-- start Extracted data --

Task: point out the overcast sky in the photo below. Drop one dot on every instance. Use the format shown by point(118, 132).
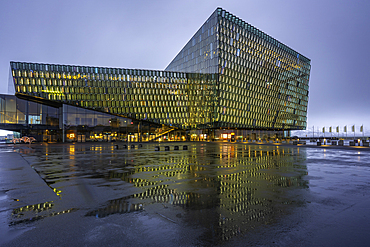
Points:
point(334, 34)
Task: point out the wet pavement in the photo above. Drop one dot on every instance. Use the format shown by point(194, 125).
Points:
point(213, 194)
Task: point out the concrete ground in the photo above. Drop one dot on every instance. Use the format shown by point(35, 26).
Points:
point(213, 194)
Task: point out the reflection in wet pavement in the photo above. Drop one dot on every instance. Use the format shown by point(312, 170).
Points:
point(225, 189)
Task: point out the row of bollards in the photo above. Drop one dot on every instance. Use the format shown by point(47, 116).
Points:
point(167, 148)
point(126, 146)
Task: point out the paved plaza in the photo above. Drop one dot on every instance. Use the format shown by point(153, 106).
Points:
point(210, 194)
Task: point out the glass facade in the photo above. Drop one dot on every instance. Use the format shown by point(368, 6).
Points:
point(229, 75)
point(261, 83)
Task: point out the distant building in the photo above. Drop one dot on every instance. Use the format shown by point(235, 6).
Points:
point(230, 82)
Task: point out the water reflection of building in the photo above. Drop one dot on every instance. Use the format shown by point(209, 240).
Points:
point(230, 82)
point(230, 189)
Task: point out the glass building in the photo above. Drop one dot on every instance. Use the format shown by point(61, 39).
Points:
point(230, 82)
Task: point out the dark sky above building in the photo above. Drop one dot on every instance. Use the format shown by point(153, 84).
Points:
point(145, 34)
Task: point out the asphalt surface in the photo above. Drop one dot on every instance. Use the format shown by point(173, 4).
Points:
point(213, 194)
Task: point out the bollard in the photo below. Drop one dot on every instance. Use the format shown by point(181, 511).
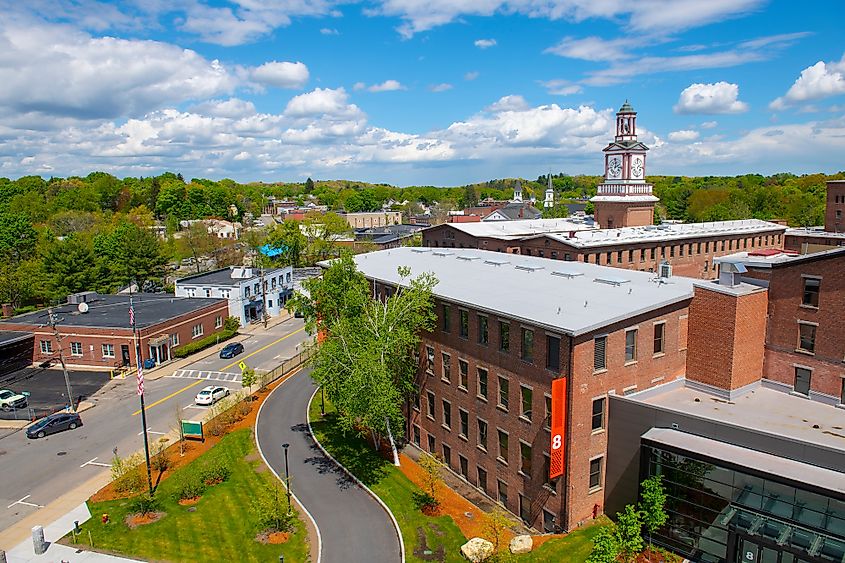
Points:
point(38, 543)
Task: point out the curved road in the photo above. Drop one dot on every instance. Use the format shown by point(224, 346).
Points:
point(353, 527)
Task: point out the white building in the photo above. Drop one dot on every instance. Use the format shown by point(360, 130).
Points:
point(244, 290)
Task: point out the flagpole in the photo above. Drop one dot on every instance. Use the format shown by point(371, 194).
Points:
point(140, 388)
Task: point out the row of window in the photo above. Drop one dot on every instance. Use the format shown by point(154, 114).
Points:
point(526, 351)
point(689, 249)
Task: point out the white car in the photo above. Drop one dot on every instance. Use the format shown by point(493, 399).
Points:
point(10, 400)
point(210, 395)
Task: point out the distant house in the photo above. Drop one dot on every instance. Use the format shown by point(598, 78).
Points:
point(244, 289)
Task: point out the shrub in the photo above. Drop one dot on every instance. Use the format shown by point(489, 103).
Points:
point(215, 473)
point(189, 485)
point(144, 504)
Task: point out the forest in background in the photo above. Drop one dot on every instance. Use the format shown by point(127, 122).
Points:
point(62, 235)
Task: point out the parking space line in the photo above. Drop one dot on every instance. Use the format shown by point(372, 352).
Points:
point(95, 462)
point(23, 501)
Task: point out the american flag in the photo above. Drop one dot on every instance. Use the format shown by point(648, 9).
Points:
point(140, 381)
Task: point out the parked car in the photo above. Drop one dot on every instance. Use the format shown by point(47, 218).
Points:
point(210, 395)
point(54, 423)
point(232, 350)
point(10, 400)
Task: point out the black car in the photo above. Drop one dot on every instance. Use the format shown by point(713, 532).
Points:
point(232, 350)
point(54, 423)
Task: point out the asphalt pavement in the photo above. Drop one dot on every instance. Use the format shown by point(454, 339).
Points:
point(353, 527)
point(34, 472)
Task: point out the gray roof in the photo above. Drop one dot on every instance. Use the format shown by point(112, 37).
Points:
point(760, 409)
point(112, 311)
point(569, 297)
point(222, 277)
point(754, 460)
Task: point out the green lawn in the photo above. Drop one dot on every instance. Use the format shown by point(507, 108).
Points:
point(222, 528)
point(396, 491)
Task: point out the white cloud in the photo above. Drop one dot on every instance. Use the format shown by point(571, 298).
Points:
point(49, 70)
point(281, 74)
point(559, 87)
point(719, 97)
point(683, 136)
point(821, 80)
point(386, 86)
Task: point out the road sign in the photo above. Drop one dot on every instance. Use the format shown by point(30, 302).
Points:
point(192, 429)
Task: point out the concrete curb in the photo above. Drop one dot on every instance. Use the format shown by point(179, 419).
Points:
point(358, 481)
point(270, 467)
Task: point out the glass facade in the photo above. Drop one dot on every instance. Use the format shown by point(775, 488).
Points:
point(719, 513)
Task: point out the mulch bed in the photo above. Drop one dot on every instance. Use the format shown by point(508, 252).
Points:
point(135, 520)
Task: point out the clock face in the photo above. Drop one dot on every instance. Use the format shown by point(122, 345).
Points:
point(614, 167)
point(637, 167)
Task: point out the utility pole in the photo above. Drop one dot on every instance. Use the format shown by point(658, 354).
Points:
point(58, 336)
point(138, 357)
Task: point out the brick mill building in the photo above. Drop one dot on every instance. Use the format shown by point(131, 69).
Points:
point(101, 336)
point(624, 209)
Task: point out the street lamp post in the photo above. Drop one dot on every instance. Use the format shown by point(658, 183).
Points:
point(287, 473)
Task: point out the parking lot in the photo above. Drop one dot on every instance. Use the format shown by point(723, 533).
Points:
point(48, 392)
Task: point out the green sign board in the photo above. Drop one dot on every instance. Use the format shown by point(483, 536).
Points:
point(192, 429)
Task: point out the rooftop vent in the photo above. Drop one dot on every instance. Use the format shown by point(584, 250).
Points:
point(528, 267)
point(730, 273)
point(612, 280)
point(565, 274)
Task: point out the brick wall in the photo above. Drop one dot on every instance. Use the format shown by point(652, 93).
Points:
point(726, 338)
point(786, 309)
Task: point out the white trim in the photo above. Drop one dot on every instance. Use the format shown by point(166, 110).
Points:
point(358, 481)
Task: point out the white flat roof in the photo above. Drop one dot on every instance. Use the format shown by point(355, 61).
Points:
point(571, 297)
point(523, 227)
point(664, 232)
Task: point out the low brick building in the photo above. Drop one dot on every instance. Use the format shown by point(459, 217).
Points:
point(805, 332)
point(486, 371)
point(101, 337)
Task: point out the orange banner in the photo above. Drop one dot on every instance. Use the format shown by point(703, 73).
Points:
point(558, 453)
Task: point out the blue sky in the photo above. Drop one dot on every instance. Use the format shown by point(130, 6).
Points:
point(438, 92)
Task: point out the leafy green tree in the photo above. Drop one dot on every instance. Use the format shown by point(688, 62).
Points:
point(629, 533)
point(605, 546)
point(17, 237)
point(653, 505)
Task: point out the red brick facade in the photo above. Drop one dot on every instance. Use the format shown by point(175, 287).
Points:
point(89, 347)
point(726, 337)
point(569, 499)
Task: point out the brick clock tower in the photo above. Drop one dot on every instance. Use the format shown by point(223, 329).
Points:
point(624, 199)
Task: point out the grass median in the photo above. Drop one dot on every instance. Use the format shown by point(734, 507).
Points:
point(221, 526)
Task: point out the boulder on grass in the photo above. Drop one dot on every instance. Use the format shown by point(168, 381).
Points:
point(521, 544)
point(477, 550)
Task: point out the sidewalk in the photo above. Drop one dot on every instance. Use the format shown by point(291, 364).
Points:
point(24, 552)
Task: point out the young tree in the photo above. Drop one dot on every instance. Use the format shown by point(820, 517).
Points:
point(629, 533)
point(605, 546)
point(653, 505)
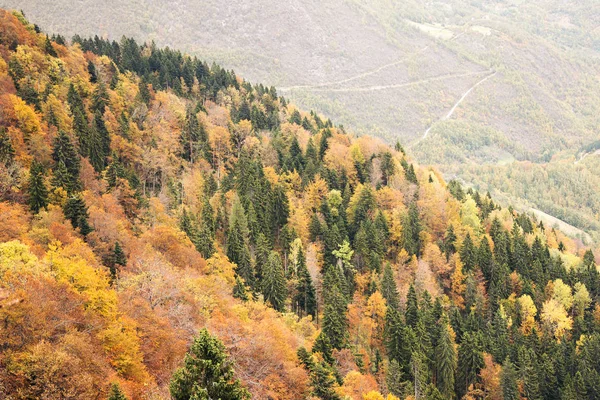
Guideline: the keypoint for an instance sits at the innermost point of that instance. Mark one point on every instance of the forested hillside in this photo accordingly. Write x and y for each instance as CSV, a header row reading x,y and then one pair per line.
x,y
169,230
497,85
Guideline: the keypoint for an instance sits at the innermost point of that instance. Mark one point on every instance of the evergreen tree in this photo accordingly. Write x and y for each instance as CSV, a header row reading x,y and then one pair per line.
x,y
389,290
36,188
75,210
305,300
446,360
449,242
528,373
206,373
388,167
411,233
194,139
412,308
508,381
239,290
7,151
273,285
92,72
116,393
64,151
467,254
323,382
470,362
118,260
206,234
237,242
335,323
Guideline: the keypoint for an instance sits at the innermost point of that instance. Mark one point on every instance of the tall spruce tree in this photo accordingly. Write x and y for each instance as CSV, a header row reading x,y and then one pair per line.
x,y
335,322
273,285
37,193
470,362
445,361
207,373
75,210
305,301
116,393
238,251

-- end Extracted data --

### [Task brief]
Copy out everything from the line containing "of the tall" down to the end of the records, with both of those ends included, reproducing each line character for character.

### [Answer in full]
Guideline: the keypoint for an instance sits at the innermost point of that instance. Mark one point on every instance of the tall spruce tree in this photo accordingly. Write x and y for each instance as CSV, a header row reading x,y and then one pair per line.
x,y
335,322
273,285
37,193
470,362
445,361
207,373
75,210
305,301
116,393
238,251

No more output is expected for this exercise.